--- TEXTAUSZUG ---

Ottmar Schreiner ist tot: Mutiger als die anderen
Der leidenschaftlichste Kämpfer gegen Gerhard Schröders Agenda-2010-Politik in der SPD ist am Samstag an Krebs gestorben. In seiner Partei war er oft ziemlich einsam.
BERLIN taz | Das sei mit ihm wie mit dem berühmten alten Zirkusgaul, sagte Ottmar Schreiner und lächelte mit gespitztem Mund: „Wenn die Musik erklingt, schwinge ich die Hufen.“
Es sah nicht aus, als wolle er ablassen von der Politik und von seiner SPD, oh nein, auch 2009 ging er noch einmal in den Bundestag. Das erhoffte Ministeramt im Saarland hatten ihm seine Genossen dann doch verwehrt; nun aber wollte er sich in Berlin die Rentenpolitik vornehmen, Altersarmut sei das nächste große Thema. „Dank SPD-Reformen: Wer 45 Jahre lang durchschnittlich verdient, landet im Alter auf Grundsicherung!“, schnaubte er, nie um ergänzendes Zahlenmaterial verlegen.
Aber um noch einmal eine richtige Welle zu machen, hat es nicht mehr gereicht. Der Krebs schlug zu. Schreiner erholte sich, dann gewann wieder die Krankheit und herrschte über ihn den ganzen langen Winter hindurch.

--- ZU BEARBEITENDE AUFGABEN ---
1. Übersetze aus dem Nachruf auf Ottmar Schreiner diesen Satz ins Englische: „Aber um noch einmal eine richtige Welle zu machen, hat es nicht mehr gereicht.“
2. Führe den Nachruf auf Ottmar Schreiner nach seinem letzten Satz weiter.

(Dateneinträge)
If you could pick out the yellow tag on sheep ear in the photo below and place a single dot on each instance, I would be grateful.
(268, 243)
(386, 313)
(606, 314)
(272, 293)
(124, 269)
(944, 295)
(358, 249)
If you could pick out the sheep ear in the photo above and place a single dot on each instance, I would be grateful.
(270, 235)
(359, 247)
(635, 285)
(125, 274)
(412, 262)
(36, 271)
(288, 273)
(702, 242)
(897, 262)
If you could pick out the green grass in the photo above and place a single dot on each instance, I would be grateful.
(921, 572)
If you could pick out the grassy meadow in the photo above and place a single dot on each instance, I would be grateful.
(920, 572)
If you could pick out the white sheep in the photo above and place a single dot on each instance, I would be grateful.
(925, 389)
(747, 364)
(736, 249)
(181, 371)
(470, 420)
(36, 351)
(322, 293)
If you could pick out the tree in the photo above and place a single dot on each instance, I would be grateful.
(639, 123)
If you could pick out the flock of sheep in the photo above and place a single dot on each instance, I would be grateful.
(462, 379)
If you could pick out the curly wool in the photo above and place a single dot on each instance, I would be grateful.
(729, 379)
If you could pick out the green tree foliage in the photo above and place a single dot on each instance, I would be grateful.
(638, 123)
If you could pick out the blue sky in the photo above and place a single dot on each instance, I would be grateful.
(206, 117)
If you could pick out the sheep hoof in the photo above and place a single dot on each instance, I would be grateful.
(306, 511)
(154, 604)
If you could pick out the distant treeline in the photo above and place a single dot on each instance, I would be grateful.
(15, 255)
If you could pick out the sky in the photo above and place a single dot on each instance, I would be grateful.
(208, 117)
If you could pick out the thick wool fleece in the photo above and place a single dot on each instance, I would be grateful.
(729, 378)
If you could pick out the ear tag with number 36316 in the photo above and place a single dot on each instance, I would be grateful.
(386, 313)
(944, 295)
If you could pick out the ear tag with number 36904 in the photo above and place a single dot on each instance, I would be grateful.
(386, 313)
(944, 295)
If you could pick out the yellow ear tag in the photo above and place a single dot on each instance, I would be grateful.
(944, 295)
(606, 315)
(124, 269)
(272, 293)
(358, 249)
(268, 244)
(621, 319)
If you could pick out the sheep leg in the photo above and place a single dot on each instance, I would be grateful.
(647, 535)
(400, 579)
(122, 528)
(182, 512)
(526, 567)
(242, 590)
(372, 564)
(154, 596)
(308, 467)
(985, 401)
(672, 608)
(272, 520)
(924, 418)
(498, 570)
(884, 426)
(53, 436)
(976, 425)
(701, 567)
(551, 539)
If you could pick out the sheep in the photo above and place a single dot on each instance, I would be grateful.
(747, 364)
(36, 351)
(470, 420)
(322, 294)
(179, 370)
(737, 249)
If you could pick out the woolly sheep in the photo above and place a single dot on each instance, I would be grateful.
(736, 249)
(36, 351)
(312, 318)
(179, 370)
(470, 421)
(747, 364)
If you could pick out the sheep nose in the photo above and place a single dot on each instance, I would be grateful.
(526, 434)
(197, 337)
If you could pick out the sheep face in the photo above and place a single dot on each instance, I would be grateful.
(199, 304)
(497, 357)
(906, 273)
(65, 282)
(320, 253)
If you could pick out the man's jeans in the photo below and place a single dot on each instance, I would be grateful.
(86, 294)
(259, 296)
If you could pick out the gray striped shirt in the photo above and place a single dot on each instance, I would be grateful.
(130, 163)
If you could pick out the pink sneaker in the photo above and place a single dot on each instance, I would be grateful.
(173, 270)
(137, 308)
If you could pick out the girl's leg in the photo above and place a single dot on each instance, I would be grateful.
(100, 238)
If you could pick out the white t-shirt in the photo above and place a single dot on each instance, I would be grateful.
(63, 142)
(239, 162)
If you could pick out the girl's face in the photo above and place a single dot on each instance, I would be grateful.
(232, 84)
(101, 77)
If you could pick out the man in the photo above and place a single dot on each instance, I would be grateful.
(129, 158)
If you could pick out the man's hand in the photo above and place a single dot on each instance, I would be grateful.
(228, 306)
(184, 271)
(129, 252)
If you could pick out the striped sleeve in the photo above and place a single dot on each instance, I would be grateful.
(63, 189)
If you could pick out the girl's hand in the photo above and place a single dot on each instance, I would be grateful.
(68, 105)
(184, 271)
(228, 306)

--- LÖSUNGEN ---
1. But it was no longer enough to make one more real wave.

2.
Schwere Tränensäcke
Hätte er nicht einmal einen Kampf gewinnen können? Niemand in der SPD warf sich vor zehn Jahren mit derartiger Vehemenz und solchem Mut der „Agenda 2010“ von Kanzler Gerhard Schröder entgegen. Gereizt, wütend, die schweren Tränensäcke in den Talkshows wie ein Ausweis seiner Kränkung: Er verteidigte hier die Sozialdemokratie gegen den Kanzler! Gegen die arbeitgeberfreundliche Medienmacht! Er wurde dafür behandelt wie ein Sonderling von Leuten, die das Wort „Arbeitslosenhilfe“ vor einer halben Stunde das erste Mal gehört hatten!
Schreiner, aus kleinen Verhältnissen, Kurzzeitsoldat, Jurist aus dem Saarland, war einer der engsten Vertrauten Oskar Lafontaines, wurde nach dem Antritt von Rot-Grün 1998 Bundesgeschäftsführer der Partei. Nachdem Lafontaine wenige Monate später seine Ämter hinwarf, wartete Gerhard Schröder nicht lange, um auch Schreiner abzusägen. Er wurde zusammen mit dem ganzen Posten aus der Parteizentrale entfernt. Statt dessen gab es ab 1999 dann einen „Generalsekretär“ – Franz Müntefering.
Als Chef der Arbeitsgemeinschaft für Arbeitnehmerfragen war Schreiner ab 2000 dann immerhin ein Posten im Parteivorstand – und ein offizielles Maß an Respekt in den Reihen der Schröderianer sicher. Ihm den echten Respekt zu rauben, ihn als Ewiggestrigen in eine Reihe müffelnder alter Männer zu schieben, daran arbeiteten viele in der SPD fleißig. Ein berlin-mittig schnittiger Zeitgeist half ihnen dabei.
Schreiner keilte zurück. Seine Verachtung für eine Parteiströmung – die „Netzwerker“ –, die sich „nicht links und nicht rechts“ nannte, war beträchtlich. „Nichts gelesen und an nichts interessiert“ wäre treffender, meinte er.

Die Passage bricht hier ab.